%%
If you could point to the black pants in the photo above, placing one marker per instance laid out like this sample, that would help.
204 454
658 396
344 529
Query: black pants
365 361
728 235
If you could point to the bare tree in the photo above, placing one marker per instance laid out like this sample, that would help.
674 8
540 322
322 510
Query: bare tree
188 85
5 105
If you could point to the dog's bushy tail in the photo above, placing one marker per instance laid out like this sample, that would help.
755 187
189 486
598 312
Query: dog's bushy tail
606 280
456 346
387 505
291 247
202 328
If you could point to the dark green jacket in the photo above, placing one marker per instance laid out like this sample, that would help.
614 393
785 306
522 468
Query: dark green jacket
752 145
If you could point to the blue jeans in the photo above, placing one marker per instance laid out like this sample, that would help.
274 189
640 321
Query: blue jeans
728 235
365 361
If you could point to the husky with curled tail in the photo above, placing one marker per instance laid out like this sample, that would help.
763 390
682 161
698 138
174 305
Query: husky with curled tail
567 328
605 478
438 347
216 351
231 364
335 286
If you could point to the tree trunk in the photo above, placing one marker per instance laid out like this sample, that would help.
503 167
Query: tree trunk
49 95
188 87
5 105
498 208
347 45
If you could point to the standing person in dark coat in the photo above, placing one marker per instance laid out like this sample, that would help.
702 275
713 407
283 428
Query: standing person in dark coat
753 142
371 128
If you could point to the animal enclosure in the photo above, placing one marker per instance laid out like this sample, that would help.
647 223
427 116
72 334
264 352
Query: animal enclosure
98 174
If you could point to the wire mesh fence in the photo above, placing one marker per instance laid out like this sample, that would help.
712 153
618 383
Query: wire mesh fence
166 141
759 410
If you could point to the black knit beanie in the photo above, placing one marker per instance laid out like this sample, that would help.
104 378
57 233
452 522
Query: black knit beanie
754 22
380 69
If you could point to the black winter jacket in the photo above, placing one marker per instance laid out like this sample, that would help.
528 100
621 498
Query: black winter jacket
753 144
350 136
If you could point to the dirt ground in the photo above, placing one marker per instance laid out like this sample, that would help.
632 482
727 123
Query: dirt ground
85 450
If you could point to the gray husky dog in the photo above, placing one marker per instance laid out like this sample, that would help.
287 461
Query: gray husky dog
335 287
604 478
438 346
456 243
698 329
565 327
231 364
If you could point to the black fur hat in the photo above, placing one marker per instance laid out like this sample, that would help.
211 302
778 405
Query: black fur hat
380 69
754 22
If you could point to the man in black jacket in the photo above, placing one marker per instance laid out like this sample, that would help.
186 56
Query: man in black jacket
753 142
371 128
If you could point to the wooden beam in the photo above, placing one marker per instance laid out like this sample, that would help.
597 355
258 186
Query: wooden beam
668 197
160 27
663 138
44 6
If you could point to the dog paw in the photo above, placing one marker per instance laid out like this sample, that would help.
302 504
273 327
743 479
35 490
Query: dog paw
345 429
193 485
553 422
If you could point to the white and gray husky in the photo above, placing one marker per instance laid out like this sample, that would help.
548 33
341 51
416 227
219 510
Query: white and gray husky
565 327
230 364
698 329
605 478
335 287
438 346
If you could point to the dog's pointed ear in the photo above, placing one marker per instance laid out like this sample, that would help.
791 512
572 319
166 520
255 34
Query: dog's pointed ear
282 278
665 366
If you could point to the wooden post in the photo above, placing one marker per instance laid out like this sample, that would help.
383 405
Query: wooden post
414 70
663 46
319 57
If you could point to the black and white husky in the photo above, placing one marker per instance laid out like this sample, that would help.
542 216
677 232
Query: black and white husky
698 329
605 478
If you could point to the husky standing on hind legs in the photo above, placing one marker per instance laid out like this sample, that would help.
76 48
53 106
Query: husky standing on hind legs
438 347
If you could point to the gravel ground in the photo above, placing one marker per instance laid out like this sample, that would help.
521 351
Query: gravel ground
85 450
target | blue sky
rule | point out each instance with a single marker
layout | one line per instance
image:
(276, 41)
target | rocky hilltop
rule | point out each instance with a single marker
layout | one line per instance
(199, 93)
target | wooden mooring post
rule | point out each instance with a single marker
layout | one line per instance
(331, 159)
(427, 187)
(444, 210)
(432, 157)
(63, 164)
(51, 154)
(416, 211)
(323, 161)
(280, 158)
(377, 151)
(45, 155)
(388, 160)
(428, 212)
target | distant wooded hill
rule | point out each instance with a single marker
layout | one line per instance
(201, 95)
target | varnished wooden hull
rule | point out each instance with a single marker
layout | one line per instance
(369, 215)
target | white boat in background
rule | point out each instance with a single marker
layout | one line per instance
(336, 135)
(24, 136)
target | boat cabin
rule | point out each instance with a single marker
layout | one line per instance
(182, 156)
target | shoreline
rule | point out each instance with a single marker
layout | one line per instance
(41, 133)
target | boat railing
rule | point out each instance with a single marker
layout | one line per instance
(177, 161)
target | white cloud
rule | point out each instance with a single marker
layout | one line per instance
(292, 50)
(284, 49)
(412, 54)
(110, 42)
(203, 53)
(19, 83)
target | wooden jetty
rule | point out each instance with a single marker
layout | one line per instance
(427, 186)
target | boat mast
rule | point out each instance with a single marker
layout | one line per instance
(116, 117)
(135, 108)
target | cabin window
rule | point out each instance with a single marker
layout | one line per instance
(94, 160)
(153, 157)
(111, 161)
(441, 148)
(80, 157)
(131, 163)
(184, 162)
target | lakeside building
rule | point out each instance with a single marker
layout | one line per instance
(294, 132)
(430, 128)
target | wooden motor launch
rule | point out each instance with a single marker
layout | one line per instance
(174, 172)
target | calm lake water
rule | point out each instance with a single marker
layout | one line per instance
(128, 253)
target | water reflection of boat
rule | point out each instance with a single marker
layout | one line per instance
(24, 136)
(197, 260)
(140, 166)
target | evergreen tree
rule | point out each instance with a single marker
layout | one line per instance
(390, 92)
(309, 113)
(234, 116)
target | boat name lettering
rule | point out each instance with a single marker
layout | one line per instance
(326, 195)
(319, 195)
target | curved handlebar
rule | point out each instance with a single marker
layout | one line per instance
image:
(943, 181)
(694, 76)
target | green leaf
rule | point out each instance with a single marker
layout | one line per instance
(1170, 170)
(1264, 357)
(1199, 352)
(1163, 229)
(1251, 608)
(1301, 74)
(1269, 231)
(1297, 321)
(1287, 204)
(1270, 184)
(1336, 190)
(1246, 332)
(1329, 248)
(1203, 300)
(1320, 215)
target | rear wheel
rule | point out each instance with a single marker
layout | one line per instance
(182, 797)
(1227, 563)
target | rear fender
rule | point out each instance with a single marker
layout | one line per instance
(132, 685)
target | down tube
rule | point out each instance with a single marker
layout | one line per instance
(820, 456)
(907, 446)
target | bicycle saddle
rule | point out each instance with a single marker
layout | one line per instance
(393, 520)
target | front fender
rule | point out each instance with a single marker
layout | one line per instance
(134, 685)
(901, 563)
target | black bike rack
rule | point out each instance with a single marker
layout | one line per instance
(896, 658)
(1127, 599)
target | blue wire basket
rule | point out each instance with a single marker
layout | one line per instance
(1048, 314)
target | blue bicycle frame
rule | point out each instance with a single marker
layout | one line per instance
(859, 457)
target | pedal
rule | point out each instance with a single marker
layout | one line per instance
%%
**Your goal:** What belongs in the answer is each line of the listing that contains the word "bicycle".

**Final answer:**
target | bicycle saddle
target | blue bicycle frame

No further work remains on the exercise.